● **Actions to take**
(a) Reproduce the Jack Barthram profile from "Senior career*" up to and including "Barrow / 60 / (1)".
(b) In the Jack Barthram profile, which club is listed for the 2015–2017 period of his senior career?

● **Text segment**
━━━━━━

Jack Barthram

Personal information
- Full name: Jack Patrick Barthram
- Date of birth: 13 October 1993 (age 32)
- Place of birth: Newham, England
- Position: Defender

Team information
- Current team: Haringey Borough
- Number: 12

Youth career
- Buckhurst Hill
- 2009–2011: Tottenham Hotspur

Senior career*
- Years: Team / Apps / (Gls)
- 2011–2013: Tottenham Hotspur / 0 / (0)
- 2013–2015: Swindon Town / 16 / (0)
- 2015–2017: Cheltenham Town / 71 / (1)
- 2017–2019: Barrow / 60 / (1)
- 2019–2020: FC United of Manchester / 1 / (0)
- 2020–: Haringey Borough

= Jack Barthram =

English footballer

Jack Patrick Barthram (born 13 October 1993) is an English footballer who most recently played for Isthmian League club Haringey Borough.

━━━━━━

● **Listed records**
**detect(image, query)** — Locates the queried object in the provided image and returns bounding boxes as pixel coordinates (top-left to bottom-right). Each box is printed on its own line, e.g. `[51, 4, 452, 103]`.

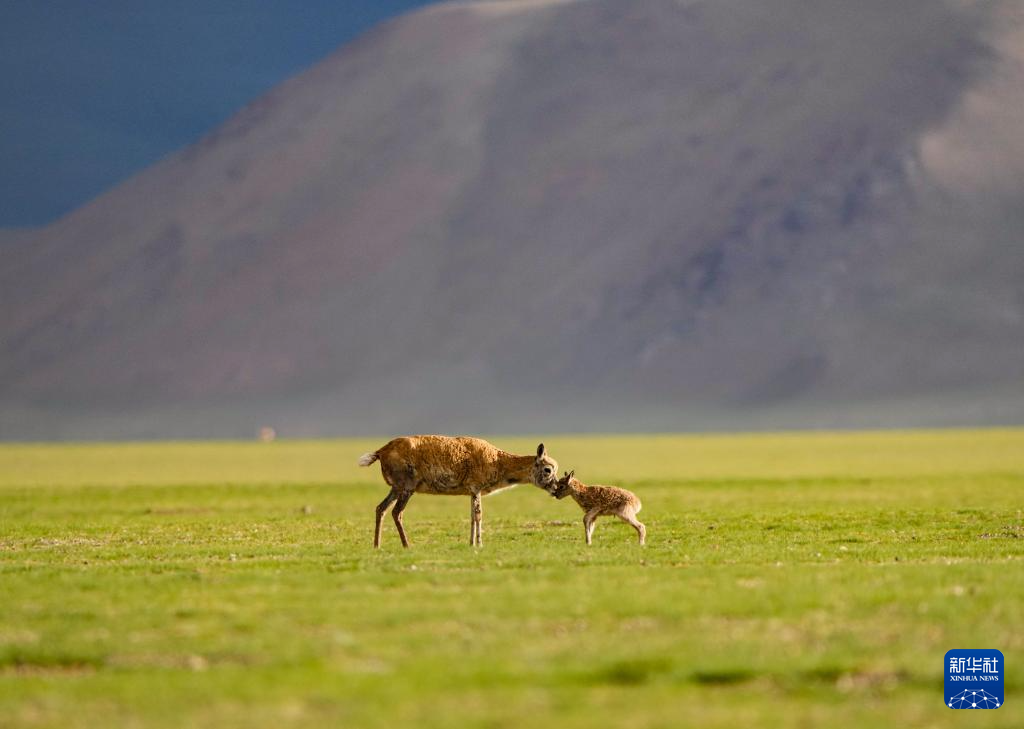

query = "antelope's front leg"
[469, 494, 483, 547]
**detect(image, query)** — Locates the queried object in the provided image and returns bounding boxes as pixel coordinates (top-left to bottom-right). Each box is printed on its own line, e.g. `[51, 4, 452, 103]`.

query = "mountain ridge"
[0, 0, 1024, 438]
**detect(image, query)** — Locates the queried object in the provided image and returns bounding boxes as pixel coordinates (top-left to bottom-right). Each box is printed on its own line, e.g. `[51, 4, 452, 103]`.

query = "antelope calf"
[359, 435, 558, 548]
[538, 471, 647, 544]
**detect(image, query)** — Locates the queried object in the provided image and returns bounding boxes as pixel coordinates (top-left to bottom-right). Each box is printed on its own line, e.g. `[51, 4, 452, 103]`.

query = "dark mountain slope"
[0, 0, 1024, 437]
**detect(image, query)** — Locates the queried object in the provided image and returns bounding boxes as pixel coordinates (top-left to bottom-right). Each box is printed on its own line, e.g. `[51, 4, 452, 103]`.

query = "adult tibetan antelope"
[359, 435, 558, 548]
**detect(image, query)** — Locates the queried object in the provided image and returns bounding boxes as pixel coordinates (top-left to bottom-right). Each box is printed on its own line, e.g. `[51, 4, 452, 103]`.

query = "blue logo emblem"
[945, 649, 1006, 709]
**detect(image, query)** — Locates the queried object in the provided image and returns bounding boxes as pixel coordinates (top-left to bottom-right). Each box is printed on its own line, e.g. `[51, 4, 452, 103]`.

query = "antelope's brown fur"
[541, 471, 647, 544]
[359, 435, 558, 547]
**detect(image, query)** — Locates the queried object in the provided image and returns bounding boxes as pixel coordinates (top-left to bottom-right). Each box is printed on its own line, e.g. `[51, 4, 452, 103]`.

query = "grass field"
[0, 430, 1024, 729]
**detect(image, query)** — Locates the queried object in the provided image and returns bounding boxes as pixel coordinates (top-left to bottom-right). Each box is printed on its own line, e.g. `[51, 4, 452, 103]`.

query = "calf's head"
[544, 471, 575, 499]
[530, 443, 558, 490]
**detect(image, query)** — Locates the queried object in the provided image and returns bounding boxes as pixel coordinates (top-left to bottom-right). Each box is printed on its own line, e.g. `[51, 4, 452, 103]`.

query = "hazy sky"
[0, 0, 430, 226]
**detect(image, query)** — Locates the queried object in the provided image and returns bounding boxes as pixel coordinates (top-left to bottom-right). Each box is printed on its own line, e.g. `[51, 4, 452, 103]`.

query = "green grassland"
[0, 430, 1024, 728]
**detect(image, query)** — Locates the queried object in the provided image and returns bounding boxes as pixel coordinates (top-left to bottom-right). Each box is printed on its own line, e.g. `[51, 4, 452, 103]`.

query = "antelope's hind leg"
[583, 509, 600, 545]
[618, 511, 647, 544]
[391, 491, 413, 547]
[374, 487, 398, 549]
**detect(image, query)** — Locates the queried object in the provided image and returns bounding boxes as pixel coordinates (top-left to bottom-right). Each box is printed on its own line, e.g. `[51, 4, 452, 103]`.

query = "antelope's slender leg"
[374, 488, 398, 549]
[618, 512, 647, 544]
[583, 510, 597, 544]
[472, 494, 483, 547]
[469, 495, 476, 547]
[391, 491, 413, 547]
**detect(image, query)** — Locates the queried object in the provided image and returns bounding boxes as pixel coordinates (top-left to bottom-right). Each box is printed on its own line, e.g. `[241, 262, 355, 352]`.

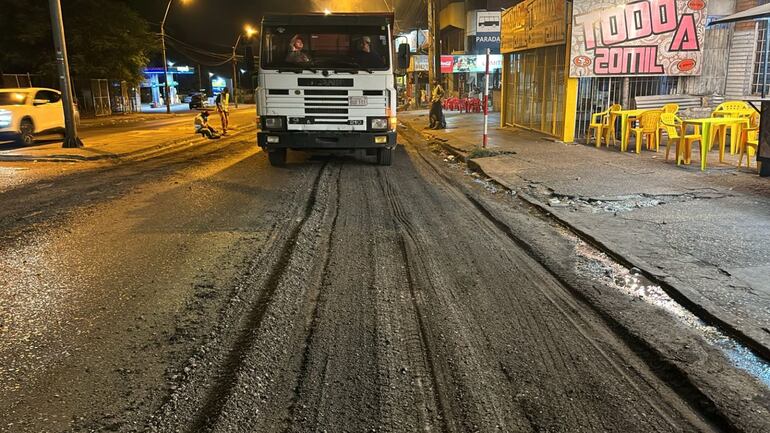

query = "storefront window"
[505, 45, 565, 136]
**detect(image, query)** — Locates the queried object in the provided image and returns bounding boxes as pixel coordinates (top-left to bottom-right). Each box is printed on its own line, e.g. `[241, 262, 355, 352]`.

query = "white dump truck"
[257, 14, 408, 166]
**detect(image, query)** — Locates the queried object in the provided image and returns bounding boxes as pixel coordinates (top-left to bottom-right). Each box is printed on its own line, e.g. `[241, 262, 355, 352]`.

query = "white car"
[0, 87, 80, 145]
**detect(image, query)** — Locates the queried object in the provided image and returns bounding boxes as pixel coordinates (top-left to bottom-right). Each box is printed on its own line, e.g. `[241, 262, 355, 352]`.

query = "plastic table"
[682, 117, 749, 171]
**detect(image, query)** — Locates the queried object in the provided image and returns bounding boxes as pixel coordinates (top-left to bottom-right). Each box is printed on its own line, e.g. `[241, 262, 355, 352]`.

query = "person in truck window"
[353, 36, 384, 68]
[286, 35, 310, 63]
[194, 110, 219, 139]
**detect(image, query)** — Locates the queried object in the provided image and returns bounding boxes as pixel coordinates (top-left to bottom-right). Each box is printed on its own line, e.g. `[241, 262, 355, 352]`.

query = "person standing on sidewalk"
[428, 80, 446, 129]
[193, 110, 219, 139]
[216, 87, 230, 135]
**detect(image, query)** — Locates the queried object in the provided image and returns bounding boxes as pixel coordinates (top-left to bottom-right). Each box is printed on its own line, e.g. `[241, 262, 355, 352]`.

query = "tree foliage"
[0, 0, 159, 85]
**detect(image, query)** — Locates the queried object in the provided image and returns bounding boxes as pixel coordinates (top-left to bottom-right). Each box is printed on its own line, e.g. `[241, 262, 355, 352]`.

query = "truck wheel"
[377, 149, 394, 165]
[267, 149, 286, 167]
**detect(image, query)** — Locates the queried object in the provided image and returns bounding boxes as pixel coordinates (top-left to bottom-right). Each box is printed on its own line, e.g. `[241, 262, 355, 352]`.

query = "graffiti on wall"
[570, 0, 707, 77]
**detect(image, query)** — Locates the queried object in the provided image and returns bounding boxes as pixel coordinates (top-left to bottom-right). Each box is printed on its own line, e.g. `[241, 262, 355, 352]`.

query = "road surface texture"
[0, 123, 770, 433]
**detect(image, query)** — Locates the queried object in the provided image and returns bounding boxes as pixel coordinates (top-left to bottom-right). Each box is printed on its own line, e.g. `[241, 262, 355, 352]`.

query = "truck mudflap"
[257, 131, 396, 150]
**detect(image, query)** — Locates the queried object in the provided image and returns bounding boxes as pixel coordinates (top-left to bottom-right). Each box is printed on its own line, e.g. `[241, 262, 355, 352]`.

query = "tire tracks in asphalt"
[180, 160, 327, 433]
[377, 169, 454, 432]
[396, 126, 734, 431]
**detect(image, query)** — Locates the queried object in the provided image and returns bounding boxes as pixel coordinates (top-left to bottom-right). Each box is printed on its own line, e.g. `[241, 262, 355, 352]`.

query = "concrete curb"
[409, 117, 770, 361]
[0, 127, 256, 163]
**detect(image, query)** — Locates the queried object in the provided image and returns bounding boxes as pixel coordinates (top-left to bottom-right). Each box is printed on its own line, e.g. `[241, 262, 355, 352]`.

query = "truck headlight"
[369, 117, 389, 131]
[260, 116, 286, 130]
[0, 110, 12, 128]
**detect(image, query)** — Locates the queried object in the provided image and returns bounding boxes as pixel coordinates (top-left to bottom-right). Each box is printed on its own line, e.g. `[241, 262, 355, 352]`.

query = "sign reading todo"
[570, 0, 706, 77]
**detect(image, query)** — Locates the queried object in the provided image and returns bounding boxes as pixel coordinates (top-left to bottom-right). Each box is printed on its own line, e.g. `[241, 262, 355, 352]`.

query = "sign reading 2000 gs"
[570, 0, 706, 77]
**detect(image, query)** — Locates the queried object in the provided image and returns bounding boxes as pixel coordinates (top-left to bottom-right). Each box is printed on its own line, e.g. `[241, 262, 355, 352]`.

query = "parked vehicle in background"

━━━━━━

● **Answers by task**
(a)
Senior career*
- Years: Team / Apps / (Gls)
- 2011–2013: Tottenham Hotspur / 0 / (0)
- 2013–2015: Swindon Town / 16 / (0)
- 2015–2017: Cheltenham Town / 71 / (1)
- 2017–2019: Barrow / 60 / (1)

(b) Cheltenham Town